INPUT DATA:
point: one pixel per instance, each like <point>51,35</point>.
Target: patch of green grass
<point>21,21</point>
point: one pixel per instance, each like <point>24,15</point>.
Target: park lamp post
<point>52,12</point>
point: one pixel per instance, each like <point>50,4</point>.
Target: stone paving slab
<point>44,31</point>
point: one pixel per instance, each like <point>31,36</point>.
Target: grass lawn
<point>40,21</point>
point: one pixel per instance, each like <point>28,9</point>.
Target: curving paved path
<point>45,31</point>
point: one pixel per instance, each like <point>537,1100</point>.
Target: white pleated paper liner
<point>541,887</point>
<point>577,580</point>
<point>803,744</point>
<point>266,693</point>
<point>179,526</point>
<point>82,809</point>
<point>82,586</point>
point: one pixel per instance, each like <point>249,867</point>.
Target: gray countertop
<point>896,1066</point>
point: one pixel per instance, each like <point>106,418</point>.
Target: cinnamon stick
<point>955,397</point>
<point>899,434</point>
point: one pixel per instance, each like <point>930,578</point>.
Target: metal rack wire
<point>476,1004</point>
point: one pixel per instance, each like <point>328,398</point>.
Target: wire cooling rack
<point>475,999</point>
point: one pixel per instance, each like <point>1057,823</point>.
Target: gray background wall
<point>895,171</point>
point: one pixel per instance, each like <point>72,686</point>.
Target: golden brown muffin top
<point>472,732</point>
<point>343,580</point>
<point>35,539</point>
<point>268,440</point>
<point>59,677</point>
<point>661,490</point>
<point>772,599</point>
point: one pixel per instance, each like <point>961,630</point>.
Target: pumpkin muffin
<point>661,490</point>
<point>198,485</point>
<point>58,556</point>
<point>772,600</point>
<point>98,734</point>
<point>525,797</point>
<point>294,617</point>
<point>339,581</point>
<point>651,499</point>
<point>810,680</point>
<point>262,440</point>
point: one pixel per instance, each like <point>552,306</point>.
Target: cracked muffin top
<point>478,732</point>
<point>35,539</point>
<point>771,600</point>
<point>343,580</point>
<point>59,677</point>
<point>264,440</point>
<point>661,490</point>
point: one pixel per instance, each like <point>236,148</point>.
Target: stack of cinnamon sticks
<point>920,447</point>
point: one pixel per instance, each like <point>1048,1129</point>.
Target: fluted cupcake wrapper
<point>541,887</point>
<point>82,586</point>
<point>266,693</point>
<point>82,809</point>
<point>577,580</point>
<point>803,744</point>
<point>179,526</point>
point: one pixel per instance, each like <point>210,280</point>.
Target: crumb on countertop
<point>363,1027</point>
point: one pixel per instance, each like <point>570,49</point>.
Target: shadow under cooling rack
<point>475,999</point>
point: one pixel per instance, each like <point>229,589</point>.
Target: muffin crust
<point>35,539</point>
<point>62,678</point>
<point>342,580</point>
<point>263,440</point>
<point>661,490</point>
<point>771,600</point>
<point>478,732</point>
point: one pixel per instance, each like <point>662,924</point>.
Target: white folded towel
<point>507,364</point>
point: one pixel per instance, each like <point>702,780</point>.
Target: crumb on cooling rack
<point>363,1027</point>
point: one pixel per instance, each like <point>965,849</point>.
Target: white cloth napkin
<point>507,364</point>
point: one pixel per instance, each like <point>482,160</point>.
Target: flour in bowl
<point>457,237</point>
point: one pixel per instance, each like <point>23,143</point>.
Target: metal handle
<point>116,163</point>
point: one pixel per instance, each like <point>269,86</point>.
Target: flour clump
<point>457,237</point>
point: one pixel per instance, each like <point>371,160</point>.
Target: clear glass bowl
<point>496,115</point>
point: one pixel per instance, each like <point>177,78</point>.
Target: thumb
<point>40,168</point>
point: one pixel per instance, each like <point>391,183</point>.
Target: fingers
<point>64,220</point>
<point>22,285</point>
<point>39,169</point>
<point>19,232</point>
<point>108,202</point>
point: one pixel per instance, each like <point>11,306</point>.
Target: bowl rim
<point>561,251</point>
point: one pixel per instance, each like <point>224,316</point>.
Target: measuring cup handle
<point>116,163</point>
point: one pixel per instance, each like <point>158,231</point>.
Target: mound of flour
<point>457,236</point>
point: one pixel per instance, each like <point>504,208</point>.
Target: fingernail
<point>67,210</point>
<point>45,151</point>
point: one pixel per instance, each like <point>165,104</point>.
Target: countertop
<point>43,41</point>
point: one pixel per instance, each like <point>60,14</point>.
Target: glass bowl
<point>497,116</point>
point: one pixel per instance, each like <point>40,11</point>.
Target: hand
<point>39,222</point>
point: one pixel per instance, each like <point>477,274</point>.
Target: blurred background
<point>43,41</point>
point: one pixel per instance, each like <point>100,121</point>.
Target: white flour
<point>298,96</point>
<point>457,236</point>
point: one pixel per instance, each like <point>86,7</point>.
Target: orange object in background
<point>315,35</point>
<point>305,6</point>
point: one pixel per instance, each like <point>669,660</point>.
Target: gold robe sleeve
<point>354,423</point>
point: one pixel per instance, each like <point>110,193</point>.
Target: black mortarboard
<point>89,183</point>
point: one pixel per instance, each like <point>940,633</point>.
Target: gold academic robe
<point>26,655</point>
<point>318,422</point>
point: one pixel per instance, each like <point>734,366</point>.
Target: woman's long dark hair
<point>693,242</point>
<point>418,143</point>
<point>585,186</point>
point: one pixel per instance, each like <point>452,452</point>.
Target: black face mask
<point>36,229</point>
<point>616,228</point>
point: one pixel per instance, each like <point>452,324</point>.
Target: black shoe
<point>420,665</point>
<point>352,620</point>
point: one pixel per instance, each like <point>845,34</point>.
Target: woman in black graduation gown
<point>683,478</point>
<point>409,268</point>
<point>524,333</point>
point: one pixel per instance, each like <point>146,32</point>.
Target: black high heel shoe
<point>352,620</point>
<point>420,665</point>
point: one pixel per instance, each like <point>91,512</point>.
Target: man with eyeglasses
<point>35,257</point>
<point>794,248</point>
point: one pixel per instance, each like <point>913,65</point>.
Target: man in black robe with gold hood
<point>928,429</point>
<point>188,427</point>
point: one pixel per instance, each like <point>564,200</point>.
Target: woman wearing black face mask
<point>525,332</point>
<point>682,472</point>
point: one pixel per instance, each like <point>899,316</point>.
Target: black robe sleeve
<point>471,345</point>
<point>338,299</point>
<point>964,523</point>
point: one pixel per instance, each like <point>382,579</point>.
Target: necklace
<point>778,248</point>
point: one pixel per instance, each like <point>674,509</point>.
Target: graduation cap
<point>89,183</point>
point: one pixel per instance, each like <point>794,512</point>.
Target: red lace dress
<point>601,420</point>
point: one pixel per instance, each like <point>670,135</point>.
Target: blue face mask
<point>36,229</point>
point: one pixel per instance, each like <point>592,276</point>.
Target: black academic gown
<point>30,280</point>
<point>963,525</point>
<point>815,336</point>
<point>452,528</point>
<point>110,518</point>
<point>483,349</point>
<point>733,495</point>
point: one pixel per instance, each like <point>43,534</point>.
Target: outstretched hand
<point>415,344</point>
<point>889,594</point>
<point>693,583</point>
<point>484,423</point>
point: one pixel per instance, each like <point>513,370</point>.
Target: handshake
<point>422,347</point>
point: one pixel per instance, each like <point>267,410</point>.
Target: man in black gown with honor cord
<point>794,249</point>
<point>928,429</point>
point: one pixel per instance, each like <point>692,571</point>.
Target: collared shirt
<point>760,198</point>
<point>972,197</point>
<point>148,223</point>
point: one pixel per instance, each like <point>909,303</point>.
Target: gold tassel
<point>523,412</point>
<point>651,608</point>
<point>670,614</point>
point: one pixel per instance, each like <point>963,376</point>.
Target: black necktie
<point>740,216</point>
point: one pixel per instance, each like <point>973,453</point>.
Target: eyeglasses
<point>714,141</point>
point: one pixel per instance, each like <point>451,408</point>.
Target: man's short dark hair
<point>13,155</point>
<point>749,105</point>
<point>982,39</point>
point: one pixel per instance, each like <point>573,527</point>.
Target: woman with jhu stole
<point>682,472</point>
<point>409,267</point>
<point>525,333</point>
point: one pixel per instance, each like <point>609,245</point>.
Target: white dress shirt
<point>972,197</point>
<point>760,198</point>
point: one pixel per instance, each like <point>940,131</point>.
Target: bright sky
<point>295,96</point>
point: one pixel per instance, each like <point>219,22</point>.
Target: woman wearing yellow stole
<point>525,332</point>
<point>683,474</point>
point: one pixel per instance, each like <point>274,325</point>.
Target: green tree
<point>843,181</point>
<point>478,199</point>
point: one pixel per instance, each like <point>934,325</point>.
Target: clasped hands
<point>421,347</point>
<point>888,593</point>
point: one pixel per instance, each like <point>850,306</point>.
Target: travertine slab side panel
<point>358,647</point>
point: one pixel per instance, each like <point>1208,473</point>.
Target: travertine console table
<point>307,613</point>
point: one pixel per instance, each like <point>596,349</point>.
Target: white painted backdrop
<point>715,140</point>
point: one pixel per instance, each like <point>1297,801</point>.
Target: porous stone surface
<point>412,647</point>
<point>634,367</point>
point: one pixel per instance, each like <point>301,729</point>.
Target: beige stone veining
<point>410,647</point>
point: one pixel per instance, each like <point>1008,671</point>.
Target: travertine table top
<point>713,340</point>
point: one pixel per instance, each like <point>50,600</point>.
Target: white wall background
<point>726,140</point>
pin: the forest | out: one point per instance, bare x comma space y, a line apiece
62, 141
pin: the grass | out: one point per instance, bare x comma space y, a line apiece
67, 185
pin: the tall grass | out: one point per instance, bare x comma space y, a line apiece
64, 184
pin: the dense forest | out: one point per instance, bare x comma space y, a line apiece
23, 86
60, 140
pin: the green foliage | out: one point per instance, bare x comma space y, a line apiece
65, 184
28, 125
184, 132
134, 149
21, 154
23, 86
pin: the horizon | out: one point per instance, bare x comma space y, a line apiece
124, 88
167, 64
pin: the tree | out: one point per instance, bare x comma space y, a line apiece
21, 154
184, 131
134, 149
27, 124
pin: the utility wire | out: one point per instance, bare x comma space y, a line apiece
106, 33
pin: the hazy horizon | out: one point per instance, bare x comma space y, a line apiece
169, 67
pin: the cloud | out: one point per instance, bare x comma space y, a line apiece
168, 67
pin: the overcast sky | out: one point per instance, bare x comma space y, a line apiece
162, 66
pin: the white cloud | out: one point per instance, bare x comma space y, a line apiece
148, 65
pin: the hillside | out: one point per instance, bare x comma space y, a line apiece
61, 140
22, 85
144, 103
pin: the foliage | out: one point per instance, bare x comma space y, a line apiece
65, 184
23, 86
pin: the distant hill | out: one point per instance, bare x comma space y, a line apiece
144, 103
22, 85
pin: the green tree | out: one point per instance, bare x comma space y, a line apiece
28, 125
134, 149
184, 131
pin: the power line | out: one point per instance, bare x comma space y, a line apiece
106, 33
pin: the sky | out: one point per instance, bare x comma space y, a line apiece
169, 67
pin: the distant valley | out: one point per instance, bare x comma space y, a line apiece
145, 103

YOUR TASK:
Give back exactly the lines above, from the line containing "Target: bright sky" through the line containing "point: one pixel per instance, each like <point>934,325</point>.", with both end lines and nothing more.

PROBLEM SOLUTION:
Target: bright sky
<point>295,96</point>
point: one pixel per instance, each like <point>219,22</point>.
Target: woman wearing yellow stole
<point>525,332</point>
<point>683,474</point>
point: one pixel per instance, each like <point>274,325</point>.
Target: green tree
<point>843,181</point>
<point>478,199</point>
point: one pixel per instance, each like <point>934,325</point>.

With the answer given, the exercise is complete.